▼

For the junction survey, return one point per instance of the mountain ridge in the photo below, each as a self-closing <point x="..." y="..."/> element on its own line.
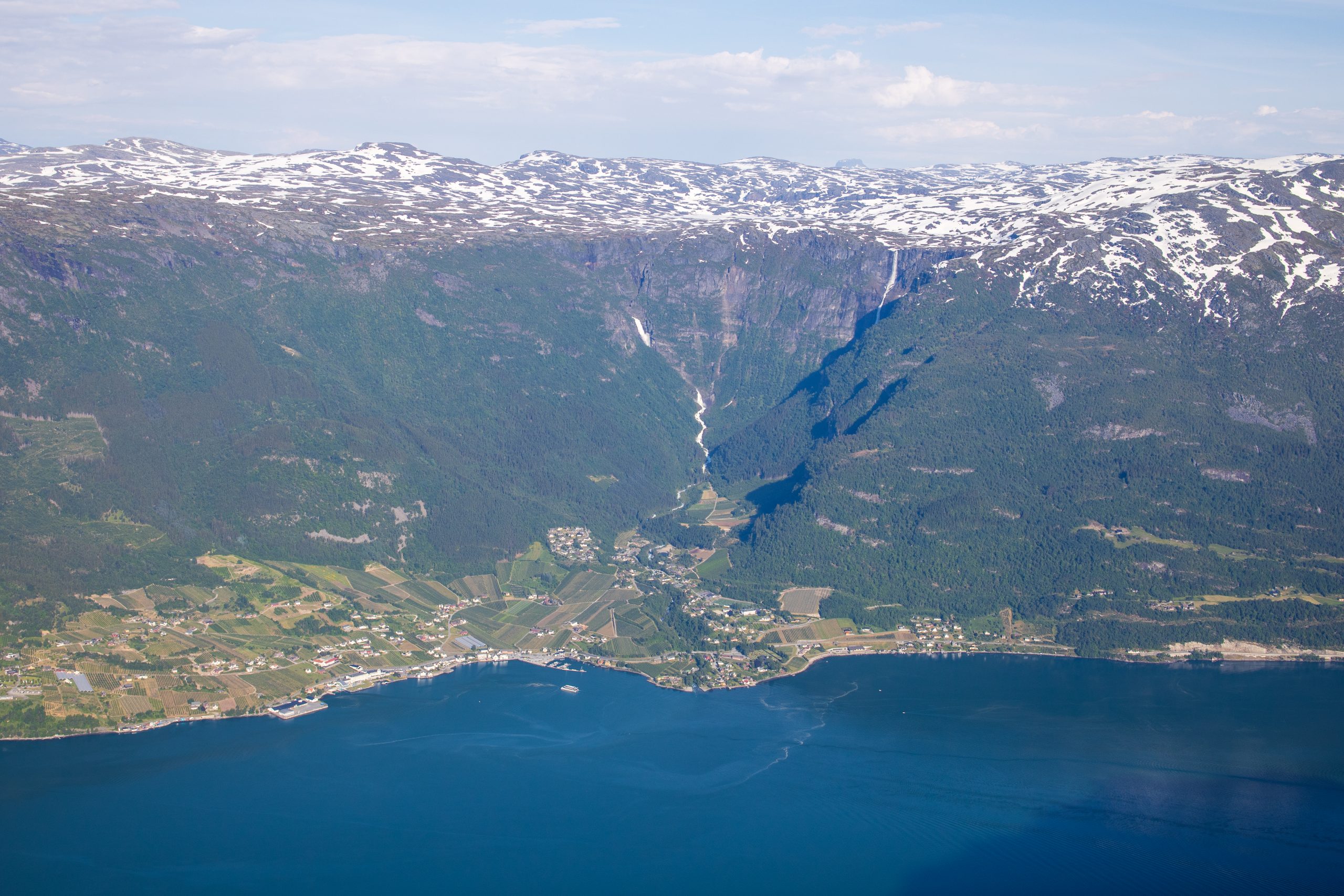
<point x="1166" y="229"/>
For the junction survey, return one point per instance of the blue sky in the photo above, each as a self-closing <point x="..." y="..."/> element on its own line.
<point x="894" y="83"/>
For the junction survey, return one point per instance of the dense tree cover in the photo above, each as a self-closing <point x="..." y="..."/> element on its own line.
<point x="679" y="531"/>
<point x="973" y="455"/>
<point x="444" y="407"/>
<point x="441" y="412"/>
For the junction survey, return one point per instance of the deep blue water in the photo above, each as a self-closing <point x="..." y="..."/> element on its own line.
<point x="875" y="774"/>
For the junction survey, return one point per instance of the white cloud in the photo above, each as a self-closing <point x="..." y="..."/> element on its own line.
<point x="882" y="30"/>
<point x="905" y="27"/>
<point x="832" y="31"/>
<point x="922" y="88"/>
<point x="956" y="129"/>
<point x="551" y="27"/>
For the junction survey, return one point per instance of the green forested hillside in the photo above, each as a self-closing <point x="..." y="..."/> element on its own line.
<point x="972" y="455"/>
<point x="441" y="412"/>
<point x="443" y="406"/>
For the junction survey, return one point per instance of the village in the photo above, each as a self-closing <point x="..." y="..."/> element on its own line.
<point x="275" y="637"/>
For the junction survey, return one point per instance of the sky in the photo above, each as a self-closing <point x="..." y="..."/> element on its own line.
<point x="893" y="83"/>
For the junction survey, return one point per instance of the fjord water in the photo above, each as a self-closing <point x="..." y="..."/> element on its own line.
<point x="875" y="774"/>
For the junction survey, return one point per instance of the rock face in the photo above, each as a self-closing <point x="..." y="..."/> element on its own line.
<point x="1217" y="236"/>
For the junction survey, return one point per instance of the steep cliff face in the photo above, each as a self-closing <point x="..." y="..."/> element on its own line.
<point x="745" y="315"/>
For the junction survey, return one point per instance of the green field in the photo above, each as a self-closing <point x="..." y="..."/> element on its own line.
<point x="716" y="566"/>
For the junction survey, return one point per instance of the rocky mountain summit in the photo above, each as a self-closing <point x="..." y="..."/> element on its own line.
<point x="1213" y="236"/>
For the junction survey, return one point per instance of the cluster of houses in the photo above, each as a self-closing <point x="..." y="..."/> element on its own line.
<point x="572" y="544"/>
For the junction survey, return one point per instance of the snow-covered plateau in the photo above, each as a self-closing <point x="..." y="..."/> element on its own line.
<point x="1198" y="229"/>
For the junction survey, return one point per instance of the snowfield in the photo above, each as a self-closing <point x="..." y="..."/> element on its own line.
<point x="1132" y="230"/>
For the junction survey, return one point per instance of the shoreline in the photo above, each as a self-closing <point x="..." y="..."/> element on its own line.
<point x="600" y="662"/>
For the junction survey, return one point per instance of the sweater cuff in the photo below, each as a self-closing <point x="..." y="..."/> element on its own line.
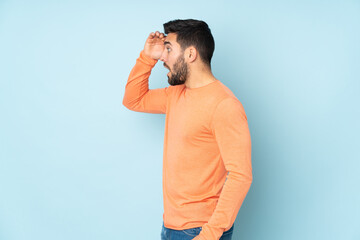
<point x="147" y="60"/>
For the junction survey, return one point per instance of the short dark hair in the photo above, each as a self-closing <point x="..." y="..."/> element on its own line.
<point x="191" y="32"/>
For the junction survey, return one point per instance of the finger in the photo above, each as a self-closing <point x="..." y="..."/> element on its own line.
<point x="151" y="35"/>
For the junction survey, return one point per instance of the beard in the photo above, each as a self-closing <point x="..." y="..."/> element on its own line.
<point x="180" y="73"/>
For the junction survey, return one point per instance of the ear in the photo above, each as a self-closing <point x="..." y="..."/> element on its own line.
<point x="191" y="54"/>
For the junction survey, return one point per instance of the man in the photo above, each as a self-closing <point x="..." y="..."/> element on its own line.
<point x="207" y="150"/>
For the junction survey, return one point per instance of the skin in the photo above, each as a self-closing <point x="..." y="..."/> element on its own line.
<point x="184" y="66"/>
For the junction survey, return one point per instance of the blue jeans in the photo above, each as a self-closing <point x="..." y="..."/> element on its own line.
<point x="188" y="234"/>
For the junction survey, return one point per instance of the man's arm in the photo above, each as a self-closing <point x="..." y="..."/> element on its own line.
<point x="232" y="134"/>
<point x="138" y="97"/>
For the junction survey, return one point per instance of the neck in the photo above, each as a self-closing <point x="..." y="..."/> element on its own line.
<point x="199" y="78"/>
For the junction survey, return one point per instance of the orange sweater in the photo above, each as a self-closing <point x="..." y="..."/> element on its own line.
<point x="207" y="150"/>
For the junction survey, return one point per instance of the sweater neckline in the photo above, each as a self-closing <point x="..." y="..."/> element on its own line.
<point x="202" y="87"/>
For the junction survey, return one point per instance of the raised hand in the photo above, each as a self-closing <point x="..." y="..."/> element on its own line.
<point x="154" y="45"/>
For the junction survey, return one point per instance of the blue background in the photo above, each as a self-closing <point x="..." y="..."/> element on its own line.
<point x="76" y="164"/>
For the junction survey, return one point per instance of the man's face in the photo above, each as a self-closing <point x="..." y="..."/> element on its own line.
<point x="173" y="58"/>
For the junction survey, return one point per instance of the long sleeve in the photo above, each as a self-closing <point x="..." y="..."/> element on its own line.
<point x="138" y="97"/>
<point x="229" y="125"/>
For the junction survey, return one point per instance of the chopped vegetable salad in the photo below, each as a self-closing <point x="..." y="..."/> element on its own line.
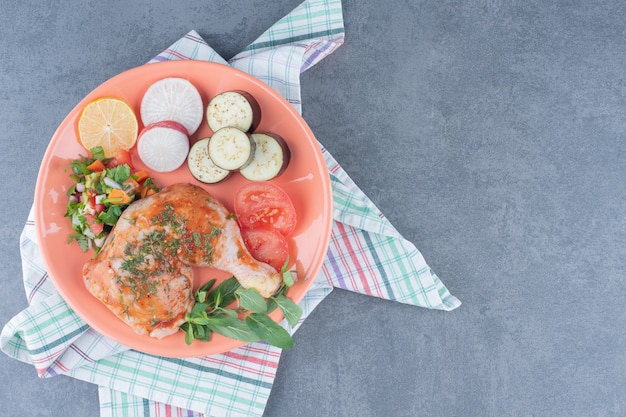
<point x="103" y="188"/>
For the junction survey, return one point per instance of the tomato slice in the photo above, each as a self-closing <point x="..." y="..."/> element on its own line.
<point x="266" y="245"/>
<point x="263" y="204"/>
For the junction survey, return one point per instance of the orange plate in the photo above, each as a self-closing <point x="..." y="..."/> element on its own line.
<point x="306" y="181"/>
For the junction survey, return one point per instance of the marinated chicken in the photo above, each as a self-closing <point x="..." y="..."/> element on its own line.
<point x="144" y="274"/>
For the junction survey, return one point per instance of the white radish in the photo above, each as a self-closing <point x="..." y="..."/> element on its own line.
<point x="163" y="146"/>
<point x="175" y="99"/>
<point x="230" y="148"/>
<point x="270" y="159"/>
<point x="233" y="109"/>
<point x="202" y="167"/>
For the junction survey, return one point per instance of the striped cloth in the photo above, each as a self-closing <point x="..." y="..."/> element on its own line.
<point x="366" y="255"/>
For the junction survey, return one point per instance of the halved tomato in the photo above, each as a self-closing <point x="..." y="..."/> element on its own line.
<point x="264" y="204"/>
<point x="266" y="245"/>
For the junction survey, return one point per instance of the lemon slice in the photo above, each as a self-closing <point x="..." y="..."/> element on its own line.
<point x="107" y="122"/>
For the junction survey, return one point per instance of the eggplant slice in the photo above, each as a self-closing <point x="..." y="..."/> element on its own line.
<point x="233" y="109"/>
<point x="271" y="157"/>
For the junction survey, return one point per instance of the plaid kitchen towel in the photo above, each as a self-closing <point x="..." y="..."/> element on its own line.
<point x="366" y="255"/>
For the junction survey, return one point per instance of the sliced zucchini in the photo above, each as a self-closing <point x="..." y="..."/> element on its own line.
<point x="233" y="109"/>
<point x="202" y="167"/>
<point x="271" y="157"/>
<point x="230" y="148"/>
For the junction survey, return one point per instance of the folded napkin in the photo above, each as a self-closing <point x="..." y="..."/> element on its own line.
<point x="366" y="255"/>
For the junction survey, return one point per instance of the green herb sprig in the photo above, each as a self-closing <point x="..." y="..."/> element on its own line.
<point x="248" y="319"/>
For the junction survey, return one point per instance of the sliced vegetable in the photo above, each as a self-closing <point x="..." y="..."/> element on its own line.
<point x="229" y="148"/>
<point x="233" y="109"/>
<point x="264" y="204"/>
<point x="163" y="146"/>
<point x="202" y="167"/>
<point x="174" y="99"/>
<point x="266" y="245"/>
<point x="270" y="159"/>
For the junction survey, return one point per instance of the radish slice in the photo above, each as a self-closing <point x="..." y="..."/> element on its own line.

▲

Can you repeat the material above word for word, starting at the line that contains "of the folded" and ending with its final line?

Output of the exercise:
For the junction survey, return one point per instance of the folded napkin in the photo above, each as a self-closing <point x="..." y="..."/> element on its own line.
<point x="366" y="255"/>
For the junction survey, return one point per instance of the green herb sprig in the photo above, each as a self-closing <point x="..." y="..."/> element on its own line.
<point x="248" y="319"/>
For the junction survey, return one point per instance of the sliced vegetable in the photo above, each as a self-closing <point x="..." y="..."/> element on its own line.
<point x="229" y="148"/>
<point x="233" y="109"/>
<point x="264" y="204"/>
<point x="163" y="146"/>
<point x="202" y="167"/>
<point x="174" y="99"/>
<point x="266" y="245"/>
<point x="270" y="159"/>
For the junction survey, return one point per instance of the radish slice in the photo above, each as a self-closing <point x="..." y="..."/> element on its own line.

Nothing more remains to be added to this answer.